(Point-per-instance localization data)
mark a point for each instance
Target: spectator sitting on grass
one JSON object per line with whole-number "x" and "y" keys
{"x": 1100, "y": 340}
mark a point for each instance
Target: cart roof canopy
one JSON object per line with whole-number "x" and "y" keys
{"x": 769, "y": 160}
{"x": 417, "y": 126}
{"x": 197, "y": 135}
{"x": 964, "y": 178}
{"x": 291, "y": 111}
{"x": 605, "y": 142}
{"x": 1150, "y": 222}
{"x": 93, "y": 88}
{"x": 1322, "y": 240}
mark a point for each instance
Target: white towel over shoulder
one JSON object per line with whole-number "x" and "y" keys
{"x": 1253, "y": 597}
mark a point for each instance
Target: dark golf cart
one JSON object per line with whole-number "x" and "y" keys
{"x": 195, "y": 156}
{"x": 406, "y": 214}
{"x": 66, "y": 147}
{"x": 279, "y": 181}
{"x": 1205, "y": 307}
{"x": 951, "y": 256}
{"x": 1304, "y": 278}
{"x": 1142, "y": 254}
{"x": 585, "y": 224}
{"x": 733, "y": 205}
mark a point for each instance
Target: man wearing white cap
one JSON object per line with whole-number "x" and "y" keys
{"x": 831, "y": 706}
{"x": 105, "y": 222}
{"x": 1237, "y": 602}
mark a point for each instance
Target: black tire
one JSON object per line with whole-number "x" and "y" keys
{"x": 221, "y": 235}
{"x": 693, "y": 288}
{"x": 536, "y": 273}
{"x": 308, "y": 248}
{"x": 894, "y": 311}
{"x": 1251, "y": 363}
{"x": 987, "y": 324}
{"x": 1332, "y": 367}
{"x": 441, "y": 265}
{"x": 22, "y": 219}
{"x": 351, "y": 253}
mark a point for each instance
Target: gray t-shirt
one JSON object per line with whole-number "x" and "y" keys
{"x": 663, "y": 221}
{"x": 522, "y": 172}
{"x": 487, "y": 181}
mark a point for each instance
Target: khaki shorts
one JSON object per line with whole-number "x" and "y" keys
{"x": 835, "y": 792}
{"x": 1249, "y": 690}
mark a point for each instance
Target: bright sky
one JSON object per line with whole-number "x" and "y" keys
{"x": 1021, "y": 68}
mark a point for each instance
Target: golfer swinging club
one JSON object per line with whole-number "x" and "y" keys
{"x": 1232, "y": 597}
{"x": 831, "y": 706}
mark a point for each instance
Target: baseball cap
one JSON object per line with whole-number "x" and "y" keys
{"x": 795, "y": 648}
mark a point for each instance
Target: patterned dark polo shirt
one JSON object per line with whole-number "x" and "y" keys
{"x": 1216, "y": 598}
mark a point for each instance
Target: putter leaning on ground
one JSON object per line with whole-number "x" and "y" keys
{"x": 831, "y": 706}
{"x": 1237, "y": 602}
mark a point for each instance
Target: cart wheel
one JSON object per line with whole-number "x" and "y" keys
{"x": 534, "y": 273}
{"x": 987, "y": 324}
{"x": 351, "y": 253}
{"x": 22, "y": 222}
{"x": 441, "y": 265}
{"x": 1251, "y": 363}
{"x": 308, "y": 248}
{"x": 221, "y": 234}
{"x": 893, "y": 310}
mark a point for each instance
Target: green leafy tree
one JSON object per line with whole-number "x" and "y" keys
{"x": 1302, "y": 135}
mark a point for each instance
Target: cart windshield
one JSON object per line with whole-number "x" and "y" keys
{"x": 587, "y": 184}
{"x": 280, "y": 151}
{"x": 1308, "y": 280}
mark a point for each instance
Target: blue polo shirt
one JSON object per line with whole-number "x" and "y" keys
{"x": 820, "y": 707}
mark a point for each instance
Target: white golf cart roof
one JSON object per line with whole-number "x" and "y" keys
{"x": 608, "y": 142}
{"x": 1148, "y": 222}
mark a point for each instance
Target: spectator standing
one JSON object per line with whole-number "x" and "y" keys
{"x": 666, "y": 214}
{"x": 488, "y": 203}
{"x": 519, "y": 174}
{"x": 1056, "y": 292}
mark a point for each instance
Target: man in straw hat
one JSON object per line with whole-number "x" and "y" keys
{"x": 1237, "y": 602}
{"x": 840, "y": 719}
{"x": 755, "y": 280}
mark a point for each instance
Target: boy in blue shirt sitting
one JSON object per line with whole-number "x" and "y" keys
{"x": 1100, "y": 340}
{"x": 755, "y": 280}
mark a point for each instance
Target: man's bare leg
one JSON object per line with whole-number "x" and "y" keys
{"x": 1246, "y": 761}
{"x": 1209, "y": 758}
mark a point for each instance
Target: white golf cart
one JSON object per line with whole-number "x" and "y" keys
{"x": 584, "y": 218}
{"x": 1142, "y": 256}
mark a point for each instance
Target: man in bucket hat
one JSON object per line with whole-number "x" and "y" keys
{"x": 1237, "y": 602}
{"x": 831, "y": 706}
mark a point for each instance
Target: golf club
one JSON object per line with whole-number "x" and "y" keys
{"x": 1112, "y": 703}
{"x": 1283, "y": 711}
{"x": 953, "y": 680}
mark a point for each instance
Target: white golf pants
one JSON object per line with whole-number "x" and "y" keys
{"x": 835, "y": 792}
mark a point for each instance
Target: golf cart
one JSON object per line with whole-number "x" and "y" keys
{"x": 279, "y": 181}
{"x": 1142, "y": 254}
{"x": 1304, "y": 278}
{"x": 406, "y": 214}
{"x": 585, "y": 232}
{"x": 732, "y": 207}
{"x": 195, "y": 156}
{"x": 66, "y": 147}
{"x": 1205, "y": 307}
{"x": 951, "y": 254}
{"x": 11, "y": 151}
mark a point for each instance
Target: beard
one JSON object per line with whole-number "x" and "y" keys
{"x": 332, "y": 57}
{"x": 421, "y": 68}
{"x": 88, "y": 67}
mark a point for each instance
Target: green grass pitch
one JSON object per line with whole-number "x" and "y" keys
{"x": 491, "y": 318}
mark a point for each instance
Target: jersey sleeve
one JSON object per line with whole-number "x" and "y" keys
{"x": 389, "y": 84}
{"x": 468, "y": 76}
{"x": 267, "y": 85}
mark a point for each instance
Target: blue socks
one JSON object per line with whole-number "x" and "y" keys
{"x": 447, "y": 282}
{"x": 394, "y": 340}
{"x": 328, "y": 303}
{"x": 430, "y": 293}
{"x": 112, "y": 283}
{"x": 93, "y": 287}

WHAT TO WORK ON:
Nothing in the entries above should differ when you return them in full.

SOLUTION BELOW:
mark a point for each instance
Target: spectator sitting on grass
one JSON object per line with whole-number "x" and "y" keys
{"x": 1100, "y": 340}
mark a point for each instance
Target: cart roof canopy
one JSON object per line with whole-number "x" and "y" keys
{"x": 769, "y": 160}
{"x": 417, "y": 126}
{"x": 197, "y": 135}
{"x": 964, "y": 178}
{"x": 291, "y": 111}
{"x": 605, "y": 142}
{"x": 1150, "y": 222}
{"x": 93, "y": 88}
{"x": 1322, "y": 240}
mark a point for each instance
Target: white towel over shoulder
one JSON object per line with whole-number "x" and "y" keys
{"x": 1253, "y": 597}
mark a point for each instance
Target: dark golf cart
one JSON object per line with whole-number "x" and "y" keys
{"x": 195, "y": 156}
{"x": 406, "y": 214}
{"x": 66, "y": 147}
{"x": 279, "y": 181}
{"x": 1205, "y": 307}
{"x": 951, "y": 256}
{"x": 1304, "y": 278}
{"x": 1142, "y": 254}
{"x": 585, "y": 224}
{"x": 733, "y": 205}
mark a point for each instance
Target: man wearing white cap
one JSON object per line with whole-number "x" and "y" keys
{"x": 831, "y": 706}
{"x": 105, "y": 222}
{"x": 1237, "y": 602}
mark a point for each instance
Target: black tire
one JSON object per line with whole-number "x" and "y" keys
{"x": 221, "y": 235}
{"x": 693, "y": 288}
{"x": 536, "y": 273}
{"x": 308, "y": 248}
{"x": 894, "y": 311}
{"x": 1251, "y": 363}
{"x": 987, "y": 324}
{"x": 1332, "y": 367}
{"x": 441, "y": 265}
{"x": 22, "y": 219}
{"x": 351, "y": 253}
mark a point for each instance
Target: gray t-shirt
one JSON object per line with whole-number "x" and "y" keys
{"x": 663, "y": 221}
{"x": 522, "y": 172}
{"x": 487, "y": 181}
mark a point for each instance
Target: khaki shorts
one JSON object per line with whole-number "x" and "y" keys
{"x": 835, "y": 792}
{"x": 1249, "y": 690}
mark a point for each instance
Target: bright sky
one JSON object per line with whole-number "x" and "y" keys
{"x": 1021, "y": 68}
mark a point for each instance
Target: golfer swinging club
one JSON object per line with whole-number "x" and "y" keys
{"x": 1232, "y": 597}
{"x": 831, "y": 706}
mark a point for each instance
Target: baseball cap
one JSON object per line with whole-number "x" and "y" keys
{"x": 795, "y": 648}
mark a point for each instance
Target: patterned dark polo shirt
one JSON object per line with whole-number "x" and "y" keys
{"x": 1216, "y": 598}
mark a point for each instance
Target: putter leaning on ground
one JSON object per line with whole-number "x" and "y" keys
{"x": 831, "y": 706}
{"x": 1237, "y": 602}
mark a point for each instance
Target: cart wheel
one JSON object per line with whole-number "x" and "y" keys
{"x": 534, "y": 273}
{"x": 987, "y": 324}
{"x": 351, "y": 253}
{"x": 22, "y": 222}
{"x": 441, "y": 265}
{"x": 1251, "y": 363}
{"x": 308, "y": 248}
{"x": 221, "y": 234}
{"x": 893, "y": 310}
mark a point for each instance
Target: green leafy tree
one JSON object per line with whole-number "x" and "y" keys
{"x": 1302, "y": 135}
mark a point for each instance
Target: cart windshield
one JSON object per line with whole-number "x" and "y" keys
{"x": 587, "y": 184}
{"x": 280, "y": 151}
{"x": 1308, "y": 280}
mark a point for each instance
Target: blue polo shirt
one JSON object per line with whole-number "x" and "y" keys
{"x": 820, "y": 707}
mark a point for each instance
Target: white golf cart roof
one JSON object per line with whole-number "x" and "y" keys
{"x": 608, "y": 142}
{"x": 1148, "y": 222}
mark a point for each instance
Target: spectator standing
one JSON object per line with whole-number "x" and "y" keys
{"x": 666, "y": 214}
{"x": 488, "y": 203}
{"x": 519, "y": 174}
{"x": 1056, "y": 292}
mark a point for each instance
Target: man in straw hat
one JSON object per line with whole-number "x" and "y" keys
{"x": 1237, "y": 602}
{"x": 840, "y": 719}
{"x": 755, "y": 280}
mark a point for each instance
Target: boy in blue shirt sitting
one JSON object per line with whole-number "x" and "y" keys
{"x": 1100, "y": 340}
{"x": 755, "y": 280}
mark a point for each instance
Target: man's bare leg
one JSON object per line with whole-number "x" and "y" keys
{"x": 1246, "y": 761}
{"x": 1209, "y": 758}
mark a point for each instance
Target: white golf cart
one JSON object per line with whole-number "x" and "y" keys
{"x": 584, "y": 218}
{"x": 1142, "y": 256}
mark a point for each instance
Target: man in bucket hat
one JSON object per line with whole-number "x" and "y" keys
{"x": 1237, "y": 602}
{"x": 831, "y": 706}
mark a point for each instance
Target: golf club
one JSON object per line with whole-number "x" and "y" keys
{"x": 1112, "y": 703}
{"x": 1283, "y": 711}
{"x": 953, "y": 680}
mark a point for each instance
Target: white golf pants
one JSON object per line with whole-number "x" and "y" keys
{"x": 835, "y": 792}
mark a point for each instance
Target: golf cart
one JSON object per line with whole-number "x" and "y" keys
{"x": 279, "y": 181}
{"x": 1142, "y": 254}
{"x": 1304, "y": 278}
{"x": 406, "y": 214}
{"x": 585, "y": 232}
{"x": 732, "y": 207}
{"x": 195, "y": 156}
{"x": 66, "y": 147}
{"x": 1205, "y": 307}
{"x": 951, "y": 254}
{"x": 11, "y": 151}
mark a point for each instance
Target: beard
one JSON object per line with whole-number "x" and "y" keys
{"x": 332, "y": 57}
{"x": 421, "y": 68}
{"x": 88, "y": 67}
mark a point for each instance
Target: green grass pitch
one JSON object per line with whole-number "x" and "y" keys
{"x": 491, "y": 318}
mark a point for each instance
Target: jersey sleeve
one JSON object per line with whole-number "x" and "y" keys
{"x": 389, "y": 84}
{"x": 468, "y": 76}
{"x": 267, "y": 85}
mark a point for each instance
Target: blue socks
one JSON object per line with whole-number "x" and "y" keys
{"x": 447, "y": 282}
{"x": 394, "y": 340}
{"x": 328, "y": 303}
{"x": 430, "y": 293}
{"x": 112, "y": 283}
{"x": 93, "y": 287}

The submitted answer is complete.